Task statement -
Continue the article on corneal-surface transplants built from mouth membrane, starting right after its last sentence.

Excerpted passage -
────────
Tapping an Unlikely Source: Scientists use mouth membrane to construct corneal-surface transplants

Japanese researchers have repaired the corneas in four people whose vision had been nearly wiped out by eye disease. But rather than transplant corneal tissue, the scientists fashioned a new outer layer for the damaged corneas from bits of tissue taken from each patient’s own mouth. More than a year later, the transplants are providing much-enhanced sight for the patients.

Cornea replacement is the foremost success story of the transplant era, thanks largely to the tissue’s characteristics. Being transparent, the cornea lacks blood cells and so doesn’t prompt immune rejection. Still, cornea transplants from dead donors have thrived only when a recipient has a reserve of corneal stem cells, which reside where the cornea meets the white of the eye.

Normally, these cells continuously renew a clear layer over the rest of the cornea—a shield over a shield. While inadequate to rebuild a damaged cornea from scratch, lingering corneal stem cells can often team with a transplanted cornea to maintain the outer layer and preserve sight.

However, a person whose outer corneal layer is severely damaged by heat, chemicals, or certain diseases may have no stem cells in reserve. In these patients, corneal transplants typically fail. To help this group, ophthalmologist Kohji Nishida of Osaka University Medical School and his colleagues turned to a stem cell that forms the membrane that lines the mouth.

The researchers collected tiny sections of membrane from inside the cheeks of four people who had extensive damage in both eyes from complications of a rare ailment called Stevens-Johnson syndrome. The tissues were cultured in the lab, where they grew into sheets about 25 millimeters across.
────────
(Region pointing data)
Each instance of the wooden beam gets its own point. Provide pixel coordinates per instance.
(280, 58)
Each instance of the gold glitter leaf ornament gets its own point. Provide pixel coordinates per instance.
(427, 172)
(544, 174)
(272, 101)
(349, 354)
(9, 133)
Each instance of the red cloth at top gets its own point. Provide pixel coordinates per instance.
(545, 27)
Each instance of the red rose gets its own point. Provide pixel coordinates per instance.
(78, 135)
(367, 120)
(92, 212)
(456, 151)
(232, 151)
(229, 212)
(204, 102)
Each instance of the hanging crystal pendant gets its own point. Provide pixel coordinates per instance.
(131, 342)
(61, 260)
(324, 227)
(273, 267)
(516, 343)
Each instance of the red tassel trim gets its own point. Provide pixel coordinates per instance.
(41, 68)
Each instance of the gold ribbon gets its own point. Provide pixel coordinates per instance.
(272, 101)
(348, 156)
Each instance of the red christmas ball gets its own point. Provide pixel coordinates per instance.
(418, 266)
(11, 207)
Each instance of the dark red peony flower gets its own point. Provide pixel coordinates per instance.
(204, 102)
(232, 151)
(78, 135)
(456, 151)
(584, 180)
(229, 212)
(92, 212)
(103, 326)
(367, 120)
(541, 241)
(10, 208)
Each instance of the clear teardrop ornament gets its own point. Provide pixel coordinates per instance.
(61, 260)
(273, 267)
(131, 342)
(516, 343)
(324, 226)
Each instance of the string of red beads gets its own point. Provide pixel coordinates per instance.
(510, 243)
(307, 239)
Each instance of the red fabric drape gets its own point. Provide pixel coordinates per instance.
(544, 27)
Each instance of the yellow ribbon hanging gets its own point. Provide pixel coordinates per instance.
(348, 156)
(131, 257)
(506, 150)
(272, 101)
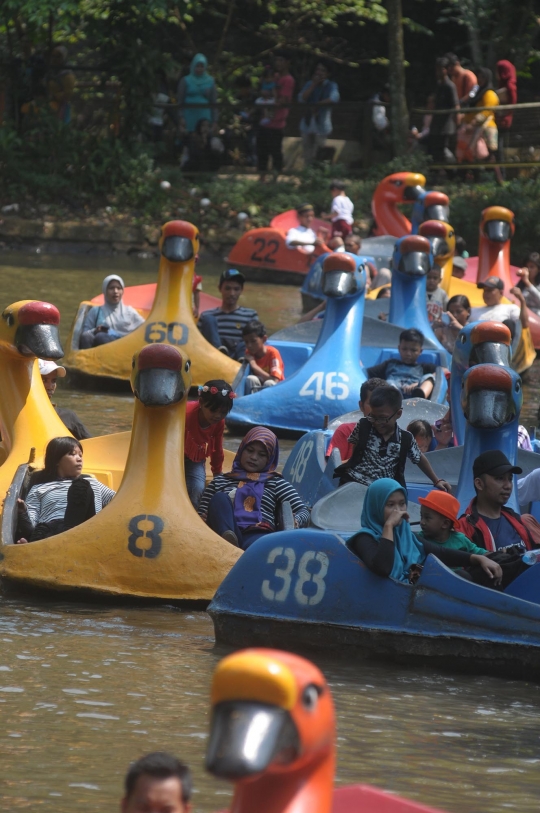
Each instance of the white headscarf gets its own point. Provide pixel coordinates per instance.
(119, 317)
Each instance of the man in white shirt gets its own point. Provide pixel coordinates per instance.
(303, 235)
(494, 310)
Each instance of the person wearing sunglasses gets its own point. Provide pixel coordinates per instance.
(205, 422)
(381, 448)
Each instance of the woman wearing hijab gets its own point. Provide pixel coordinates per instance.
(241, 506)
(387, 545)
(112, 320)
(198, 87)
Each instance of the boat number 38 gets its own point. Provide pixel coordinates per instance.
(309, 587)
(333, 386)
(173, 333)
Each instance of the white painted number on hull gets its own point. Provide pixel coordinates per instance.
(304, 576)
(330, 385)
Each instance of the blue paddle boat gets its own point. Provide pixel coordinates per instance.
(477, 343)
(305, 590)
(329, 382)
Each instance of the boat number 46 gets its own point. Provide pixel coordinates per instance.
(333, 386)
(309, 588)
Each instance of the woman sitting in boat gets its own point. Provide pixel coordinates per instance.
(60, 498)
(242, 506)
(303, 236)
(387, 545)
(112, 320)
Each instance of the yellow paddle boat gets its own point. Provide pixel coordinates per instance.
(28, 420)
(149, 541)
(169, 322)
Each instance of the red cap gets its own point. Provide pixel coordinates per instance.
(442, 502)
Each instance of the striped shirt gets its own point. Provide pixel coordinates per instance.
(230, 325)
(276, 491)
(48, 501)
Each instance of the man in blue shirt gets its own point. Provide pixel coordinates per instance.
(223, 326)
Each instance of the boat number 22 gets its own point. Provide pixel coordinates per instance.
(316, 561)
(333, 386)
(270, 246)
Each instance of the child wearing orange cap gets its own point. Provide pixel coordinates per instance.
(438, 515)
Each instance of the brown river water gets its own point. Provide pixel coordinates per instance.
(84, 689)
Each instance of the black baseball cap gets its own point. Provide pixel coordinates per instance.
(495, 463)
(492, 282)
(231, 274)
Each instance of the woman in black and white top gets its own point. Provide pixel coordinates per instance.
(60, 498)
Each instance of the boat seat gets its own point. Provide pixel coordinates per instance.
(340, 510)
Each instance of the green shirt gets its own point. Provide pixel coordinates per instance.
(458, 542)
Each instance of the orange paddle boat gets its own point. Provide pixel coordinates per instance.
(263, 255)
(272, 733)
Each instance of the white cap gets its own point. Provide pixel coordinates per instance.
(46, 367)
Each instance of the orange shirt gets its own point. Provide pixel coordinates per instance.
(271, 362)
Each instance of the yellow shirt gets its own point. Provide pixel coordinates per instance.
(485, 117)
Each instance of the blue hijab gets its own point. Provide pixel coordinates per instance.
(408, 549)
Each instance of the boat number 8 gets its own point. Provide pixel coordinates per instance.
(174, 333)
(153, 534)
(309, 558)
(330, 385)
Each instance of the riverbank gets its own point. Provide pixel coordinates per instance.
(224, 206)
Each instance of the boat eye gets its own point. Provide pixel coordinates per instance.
────────
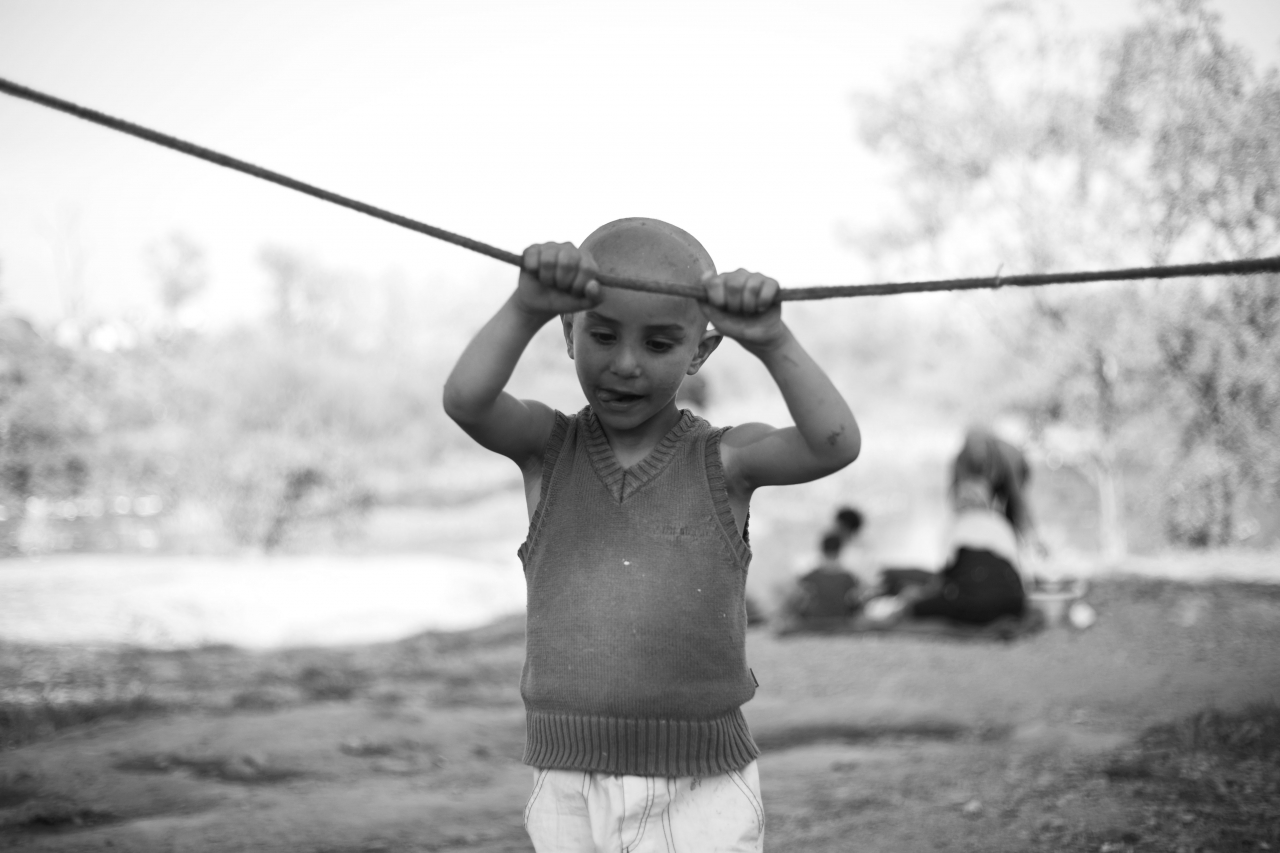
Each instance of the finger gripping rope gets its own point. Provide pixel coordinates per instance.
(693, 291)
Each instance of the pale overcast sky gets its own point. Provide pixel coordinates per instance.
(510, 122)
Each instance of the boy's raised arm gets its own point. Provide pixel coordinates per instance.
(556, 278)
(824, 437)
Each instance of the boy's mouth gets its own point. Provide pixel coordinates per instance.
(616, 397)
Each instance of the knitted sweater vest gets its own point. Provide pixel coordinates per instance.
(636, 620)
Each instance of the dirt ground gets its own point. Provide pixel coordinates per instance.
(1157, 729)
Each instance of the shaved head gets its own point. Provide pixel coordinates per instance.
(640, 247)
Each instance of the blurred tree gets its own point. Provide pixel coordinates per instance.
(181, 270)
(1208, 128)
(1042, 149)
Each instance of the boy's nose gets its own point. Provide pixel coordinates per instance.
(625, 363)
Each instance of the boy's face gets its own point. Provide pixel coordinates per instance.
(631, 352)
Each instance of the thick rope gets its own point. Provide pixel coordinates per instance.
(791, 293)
────────
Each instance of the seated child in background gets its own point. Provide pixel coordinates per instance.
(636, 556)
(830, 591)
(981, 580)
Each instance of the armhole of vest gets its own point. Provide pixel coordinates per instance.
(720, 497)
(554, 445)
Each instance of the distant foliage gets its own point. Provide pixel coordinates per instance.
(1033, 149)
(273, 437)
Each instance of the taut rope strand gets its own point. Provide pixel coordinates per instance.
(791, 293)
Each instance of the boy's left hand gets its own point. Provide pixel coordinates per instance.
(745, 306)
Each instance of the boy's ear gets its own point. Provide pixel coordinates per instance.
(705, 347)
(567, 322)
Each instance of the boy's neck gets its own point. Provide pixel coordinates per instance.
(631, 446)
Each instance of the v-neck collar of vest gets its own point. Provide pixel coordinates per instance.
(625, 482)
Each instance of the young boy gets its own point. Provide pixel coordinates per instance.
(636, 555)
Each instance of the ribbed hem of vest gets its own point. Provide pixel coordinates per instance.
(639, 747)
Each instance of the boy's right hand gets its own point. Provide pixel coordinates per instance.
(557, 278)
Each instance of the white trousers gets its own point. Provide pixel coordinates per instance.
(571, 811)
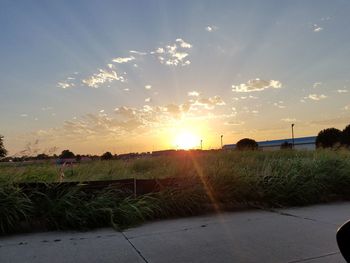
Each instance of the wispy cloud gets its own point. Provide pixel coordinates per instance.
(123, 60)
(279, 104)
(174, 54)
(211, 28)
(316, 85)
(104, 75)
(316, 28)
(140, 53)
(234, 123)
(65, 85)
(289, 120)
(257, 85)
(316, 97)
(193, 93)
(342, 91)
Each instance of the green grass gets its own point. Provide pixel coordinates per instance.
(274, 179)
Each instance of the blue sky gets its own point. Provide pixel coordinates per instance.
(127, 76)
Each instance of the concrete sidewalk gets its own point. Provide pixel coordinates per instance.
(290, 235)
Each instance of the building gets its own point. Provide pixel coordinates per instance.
────────
Answer section -
After removing the damaged outer-corneal layer of one eye of each patient, the scientists transplanted a membrane sheet onto the remaining corneal tissue. In all four people, the transplants immediately took hold, growing across the cornea’s surface, the researchers report in the Sept. 16 New England Journal of Medicine.

All the patients had started with vision of 20/2,000 or worse. Within 10 weeks after surgery, the transplants restored vision to 20/300, 20/100, 20/50, and 20/25 in the transplanted eyes. The improvements remain 14 months after surgery.

Attempts to replace corneal stem cells with similar cells from a patient’s good eye or from that of a related donor have shown promise, but many have failed after a few years, says ophthalmologist Ivan R. Schwab of the University of California, Davis Medical Center in Sacramento. “While I applaud the [new] research,” he says, “I’m only cautiously optimistic.”

Meanwhile, scientists don’t know why the oral stem cells might take on the role of corneal stem cells. Schwab suspects that cells and signaling molecules that the lower corneal layers naturally send to the surface influence the transplanted cells. It may be an example “of the body talking to itself,” he says.